## SELECTED TEXT:
_ _ _ _ _

Task 4 - Satisfaction Analysis
Assuming that the satisfaction of a user is dependent on user engagement and experience, you’re expected in this section to analyze customer satisfaction in depth. The following tasks will guide you: 

Based on the engagement analysis + the experience analysis you conducted above,
Task 4. 1 - Write a python program to assign:
a.	engagement score to each user. Consider the engagement score as the Euclidean distance between the user data point & the less engaged cluster (use the first clustering for this) (Euclidean Distance)
b.	experience score to each user. Consider the experience score as the Euclidean distance between the user data point & the worst experience’s cluster.

_ _ _ _ _

## INSTRUCTION:
Please reproduce the satisfaction analysis text word for word from "Based on the" to "worst experience’s cluster.".

_ _ _ _ _

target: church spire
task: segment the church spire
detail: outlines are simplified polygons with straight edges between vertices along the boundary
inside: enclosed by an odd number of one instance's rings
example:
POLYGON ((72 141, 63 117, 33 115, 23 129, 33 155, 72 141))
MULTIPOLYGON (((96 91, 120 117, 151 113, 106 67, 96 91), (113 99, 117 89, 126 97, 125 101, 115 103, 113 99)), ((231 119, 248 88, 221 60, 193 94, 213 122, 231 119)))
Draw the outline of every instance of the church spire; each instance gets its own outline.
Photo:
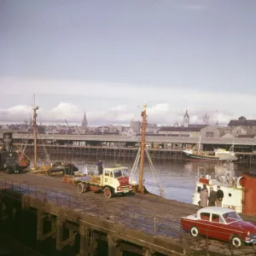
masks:
POLYGON ((189 127, 189 115, 188 113, 188 109, 186 109, 186 113, 183 117, 183 126, 189 127))
POLYGON ((86 113, 85 113, 85 111, 84 111, 81 127, 84 128, 84 129, 86 129, 87 126, 88 126, 88 121, 87 121, 86 113))

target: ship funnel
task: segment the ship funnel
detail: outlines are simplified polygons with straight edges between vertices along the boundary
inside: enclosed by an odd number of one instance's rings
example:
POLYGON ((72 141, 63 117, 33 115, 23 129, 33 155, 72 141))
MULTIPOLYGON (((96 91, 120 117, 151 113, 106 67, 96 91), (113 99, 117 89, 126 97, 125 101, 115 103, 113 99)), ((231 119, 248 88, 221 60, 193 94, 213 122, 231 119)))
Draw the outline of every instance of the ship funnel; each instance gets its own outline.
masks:
POLYGON ((13 133, 4 132, 3 135, 3 151, 13 151, 13 133))

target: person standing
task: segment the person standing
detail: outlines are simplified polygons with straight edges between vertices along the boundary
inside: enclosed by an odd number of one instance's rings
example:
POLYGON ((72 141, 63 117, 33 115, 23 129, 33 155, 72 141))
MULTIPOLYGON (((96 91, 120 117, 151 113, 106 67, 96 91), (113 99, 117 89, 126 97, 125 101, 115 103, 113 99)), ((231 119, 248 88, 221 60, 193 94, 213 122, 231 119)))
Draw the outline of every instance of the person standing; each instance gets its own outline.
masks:
POLYGON ((224 198, 224 193, 223 190, 220 189, 220 187, 217 187, 217 207, 222 207, 222 201, 224 198))
POLYGON ((208 190, 207 188, 207 185, 204 184, 202 189, 200 192, 200 206, 201 208, 207 207, 207 201, 208 201, 208 190))
POLYGON ((217 192, 213 190, 213 188, 210 188, 210 195, 208 197, 208 207, 215 207, 217 200, 217 192))

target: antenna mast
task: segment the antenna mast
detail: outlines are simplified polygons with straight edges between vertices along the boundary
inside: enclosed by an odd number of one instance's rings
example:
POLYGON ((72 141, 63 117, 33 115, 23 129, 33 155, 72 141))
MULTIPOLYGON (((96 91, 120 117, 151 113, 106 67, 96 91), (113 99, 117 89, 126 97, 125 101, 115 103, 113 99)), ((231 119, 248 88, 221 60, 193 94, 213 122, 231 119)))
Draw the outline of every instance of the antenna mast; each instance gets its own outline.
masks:
POLYGON ((141 142, 141 161, 140 161, 140 172, 139 172, 139 183, 138 183, 138 191, 143 193, 143 168, 144 168, 144 153, 145 153, 145 134, 146 134, 146 123, 147 123, 147 113, 146 108, 147 104, 143 105, 144 108, 141 114, 143 117, 142 124, 142 142, 141 142))
POLYGON ((34 130, 34 169, 38 167, 38 125, 37 125, 37 110, 39 108, 36 106, 36 96, 34 95, 34 107, 33 107, 33 130, 34 130))

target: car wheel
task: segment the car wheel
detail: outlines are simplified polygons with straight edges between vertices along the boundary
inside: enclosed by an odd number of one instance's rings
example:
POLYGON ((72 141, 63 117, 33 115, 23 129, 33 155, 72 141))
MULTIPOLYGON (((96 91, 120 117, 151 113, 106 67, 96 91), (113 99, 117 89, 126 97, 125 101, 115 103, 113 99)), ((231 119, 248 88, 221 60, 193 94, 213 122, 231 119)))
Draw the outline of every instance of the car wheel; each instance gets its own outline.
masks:
POLYGON ((235 236, 231 238, 231 244, 234 247, 240 248, 242 246, 242 241, 239 236, 235 236))
POLYGON ((79 183, 77 184, 77 191, 78 193, 82 194, 84 192, 84 184, 82 183, 79 183))
POLYGON ((198 236, 199 231, 198 231, 197 228, 196 227, 191 227, 191 229, 190 229, 190 234, 194 237, 198 236))

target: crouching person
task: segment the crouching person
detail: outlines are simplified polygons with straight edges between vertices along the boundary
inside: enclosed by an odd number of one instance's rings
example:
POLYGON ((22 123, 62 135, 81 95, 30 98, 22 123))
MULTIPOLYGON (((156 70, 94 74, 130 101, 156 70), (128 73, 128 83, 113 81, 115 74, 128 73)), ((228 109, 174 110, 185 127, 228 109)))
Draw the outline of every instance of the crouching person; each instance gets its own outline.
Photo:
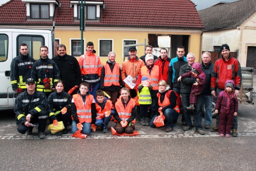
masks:
POLYGON ((91 128, 93 131, 96 130, 95 101, 93 96, 88 94, 88 83, 82 82, 78 93, 73 95, 71 103, 73 134, 79 130, 84 134, 89 136, 91 128))
POLYGON ((67 122, 71 118, 70 105, 71 96, 64 91, 63 81, 59 80, 56 83, 56 90, 49 96, 47 99, 47 110, 49 113, 50 124, 58 126, 58 122, 62 121, 65 128, 58 132, 58 134, 68 133, 67 122))
POLYGON ((97 90, 95 105, 97 110, 95 125, 103 130, 103 133, 107 133, 108 123, 115 113, 112 101, 105 97, 102 91, 97 90))
POLYGON ((116 103, 116 111, 114 117, 116 122, 116 130, 119 134, 125 132, 128 134, 133 133, 135 129, 136 104, 135 101, 130 96, 129 89, 127 87, 121 90, 121 97, 116 103))
POLYGON ((14 112, 19 121, 17 130, 22 134, 31 135, 33 130, 31 124, 38 123, 39 138, 44 139, 48 115, 45 106, 46 96, 43 93, 35 90, 35 84, 32 78, 26 80, 26 91, 15 100, 14 112))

_ _ _ _ _

## RESULT BELOW:
Based on the engagement analysis + the experience analysis you conducted above,
Task 4. 1 - Write a python program to assign:
a.	engagement score to each user. Consider the engagement score as the Euclidean distance between the user data point & the less engaged cluster (use the first clustering for this) (Euclidean Distance)
b.	experience score to each user. Consider the experience score as the Euclidean distance between the user data point & the worst experience’s cluster.